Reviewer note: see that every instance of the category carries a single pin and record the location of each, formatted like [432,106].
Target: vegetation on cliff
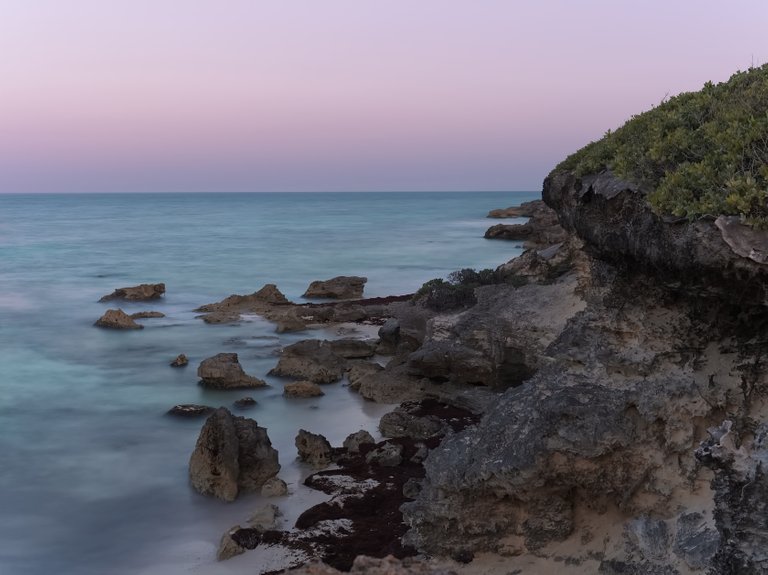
[701,153]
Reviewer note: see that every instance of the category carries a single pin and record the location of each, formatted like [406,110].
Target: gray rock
[223,371]
[386,455]
[313,449]
[141,292]
[312,360]
[354,440]
[232,454]
[117,319]
[340,287]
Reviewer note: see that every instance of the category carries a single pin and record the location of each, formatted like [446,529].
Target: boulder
[340,287]
[245,402]
[354,440]
[400,423]
[274,487]
[313,448]
[147,315]
[232,454]
[302,389]
[311,360]
[141,292]
[386,455]
[190,410]
[117,319]
[353,348]
[223,371]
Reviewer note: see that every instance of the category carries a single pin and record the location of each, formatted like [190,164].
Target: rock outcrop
[223,371]
[232,454]
[143,292]
[117,319]
[340,287]
[310,359]
[313,448]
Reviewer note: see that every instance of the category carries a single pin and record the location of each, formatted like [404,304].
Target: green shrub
[458,292]
[701,153]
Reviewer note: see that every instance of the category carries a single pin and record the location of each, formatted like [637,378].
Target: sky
[340,95]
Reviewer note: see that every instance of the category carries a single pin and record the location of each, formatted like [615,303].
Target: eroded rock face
[223,371]
[340,287]
[232,454]
[312,360]
[117,319]
[313,448]
[302,389]
[143,292]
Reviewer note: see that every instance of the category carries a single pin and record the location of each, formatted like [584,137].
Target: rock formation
[117,319]
[340,287]
[143,292]
[232,454]
[223,371]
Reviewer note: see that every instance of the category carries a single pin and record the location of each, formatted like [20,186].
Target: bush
[458,292]
[701,153]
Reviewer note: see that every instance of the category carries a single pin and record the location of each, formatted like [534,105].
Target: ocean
[93,476]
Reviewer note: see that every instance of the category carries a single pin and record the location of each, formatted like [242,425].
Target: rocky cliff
[588,462]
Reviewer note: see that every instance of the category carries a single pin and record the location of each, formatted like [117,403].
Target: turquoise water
[93,476]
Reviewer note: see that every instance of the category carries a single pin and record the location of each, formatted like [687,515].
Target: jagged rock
[265,517]
[147,315]
[117,319]
[223,371]
[313,448]
[190,410]
[302,389]
[340,287]
[228,547]
[232,454]
[141,292]
[389,337]
[353,348]
[354,440]
[359,370]
[310,359]
[400,423]
[386,455]
[375,566]
[274,487]
[245,402]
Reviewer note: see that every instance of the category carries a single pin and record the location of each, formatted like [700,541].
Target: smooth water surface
[93,478]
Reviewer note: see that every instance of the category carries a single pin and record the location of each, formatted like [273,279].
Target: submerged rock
[190,410]
[232,454]
[117,319]
[312,360]
[340,287]
[141,292]
[223,371]
[313,448]
[302,389]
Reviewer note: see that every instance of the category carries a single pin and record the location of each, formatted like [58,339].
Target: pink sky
[287,95]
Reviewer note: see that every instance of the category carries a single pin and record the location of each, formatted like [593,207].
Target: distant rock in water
[141,292]
[147,315]
[190,410]
[117,319]
[340,287]
[232,454]
[223,371]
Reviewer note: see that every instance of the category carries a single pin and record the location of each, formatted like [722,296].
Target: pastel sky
[340,95]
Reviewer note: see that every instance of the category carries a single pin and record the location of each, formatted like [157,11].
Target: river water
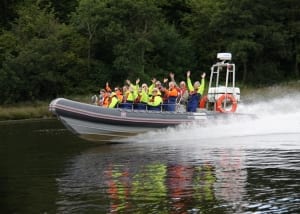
[248,166]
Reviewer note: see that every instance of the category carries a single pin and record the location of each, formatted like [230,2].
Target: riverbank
[40,109]
[29,110]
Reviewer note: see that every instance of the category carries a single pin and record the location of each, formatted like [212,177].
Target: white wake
[275,115]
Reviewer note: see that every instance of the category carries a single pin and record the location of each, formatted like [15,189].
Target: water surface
[249,166]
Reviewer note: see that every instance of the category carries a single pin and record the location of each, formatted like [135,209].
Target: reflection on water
[168,178]
[238,167]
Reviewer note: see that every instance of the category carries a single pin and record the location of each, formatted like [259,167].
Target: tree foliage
[50,48]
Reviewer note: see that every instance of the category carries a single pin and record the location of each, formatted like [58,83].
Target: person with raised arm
[195,92]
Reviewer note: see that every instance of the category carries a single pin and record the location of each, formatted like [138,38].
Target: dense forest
[51,48]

Goal:
Reproduce all of the data exactly, omitting each picture it holds.

Response to this exercise:
Reviewer note: see that every instance of the category carries a single pin and record the location of each, formatted like [432,106].
Target: vegetation on cliff
[701,153]
Reviewer note: see that every instance of the category carries a single pin and record the location of each, formatted like [406,110].
Target: gray rock
[223,371]
[386,455]
[313,449]
[141,292]
[312,360]
[354,440]
[232,454]
[117,319]
[340,287]
Reviewer note: see that every instance of the category carries a single pin and record the location of each, formatted like [446,529].
Target: boulder
[340,287]
[245,402]
[354,440]
[400,423]
[274,487]
[313,448]
[147,315]
[232,454]
[302,389]
[311,360]
[141,292]
[386,455]
[190,410]
[117,319]
[353,348]
[223,371]
Reviewer note: see that every instance of the category carries a single pin and record the location of each, formatted like [190,164].
Target: rock outcrop
[223,371]
[232,454]
[143,292]
[117,319]
[340,287]
[310,359]
[313,448]
Reviewer note: see that every instance of the category carries a single pin and record the location of each, formatted like [404,304].
Target: green shrub
[458,292]
[701,153]
Reviewer note: see that every instance of the category carries a single pin and record the location of each, formatted like [637,378].
Target: sky
[340,95]
Reviewer note: see that every instance of the category carries a single pin and record the location of each, formatted like [615,303].
Target: eroded rock face
[223,371]
[340,287]
[232,454]
[312,360]
[117,319]
[313,448]
[302,389]
[143,292]
Reviewer note: see that every instance of the category carries a single pin and record the location of each, formatted like [584,137].
Target: rock formation
[117,319]
[340,287]
[143,292]
[232,454]
[223,371]
Reviewer note: see that every instance of the category carries a single pin and record the location of each, formatted like [20,186].
Target: bush
[458,292]
[701,153]
Reviewer note: see that every instance of the category carries a single pin and record the location of each, formatted like [534,105].
Target: ocean
[93,476]
Reviewer note: see that every instance of the category carries a single pin and record the location of each, formatted like [242,425].
Target: rocky cliff
[588,462]
Reviewer note: see that every instance of the category carries a single pin and record the location of each, formatted like [117,403].
Target: turquoise water
[93,476]
Reviewer note: see that every instance of the category carries a single pin and record the location of each, formatted like [687,515].
Target: jagged rock
[265,517]
[147,315]
[117,319]
[223,371]
[313,448]
[190,410]
[302,389]
[340,287]
[228,547]
[232,454]
[141,292]
[389,337]
[353,348]
[354,440]
[359,370]
[310,359]
[400,423]
[386,455]
[375,566]
[274,487]
[245,402]
Reviewer note: see that every instance of the category carries a single pin and record the location of each, formatted like [700,541].
Target: smooth water surface
[93,478]
Reviewer note: see that every instance of the category carries a single pin and record the location of each, formatted like [273,279].
Target: submerged rock
[190,410]
[232,454]
[117,319]
[312,360]
[340,287]
[141,292]
[223,371]
[313,448]
[302,389]
Reviewer note: see that every instance of the category carries a single pin and record the location of each, formatted like [58,339].
Target: pink sky
[287,95]
Reviewer note: see that every instance of the category carries a single pin and record the location of each, formatted like [593,207].
Target: distant rock in water
[141,292]
[147,315]
[190,410]
[117,319]
[340,287]
[232,454]
[223,371]
Reviewer note: see that every instance of the category carries a single pin and record the location of each, formatted like [722,296].
Target: pastel sky
[340,95]
Reviewer note: see that every instance of the category carries a single pin and record the location of each, formatted like [157,11].
Target: river water
[248,166]
Reviewer note: see that every instance of the category carries a single pin and record the location of each, formatted like [230,2].
Target: riverbank
[40,109]
[29,110]
Reviewer note: see that every instance of the category carries a single pin and record the location of each, formatted like [212,177].
Target: white wake
[275,115]
Reviewer note: see that every instance of the category carries a single pin and record the location of each, formatted like [15,189].
Target: water surface
[249,166]
Reviewer note: see that every instance of the category carries a single pin and record the location of each, formatted like [135,209].
Target: reflection on water
[168,178]
[238,167]
Reviewer note: see that every instance of the category carries a single pin and record the location of each, formatted like [259,167].
Target: tree foliage
[50,48]
Reviewer note: see that every instance of the category carries a single pin and record the location of each, formatted like [58,83].
Target: person with raised arm
[195,92]
Reviewer note: see that every instance of the category carries a single pin and record the location of each, formatted like [138,38].
Target: dense forest
[51,48]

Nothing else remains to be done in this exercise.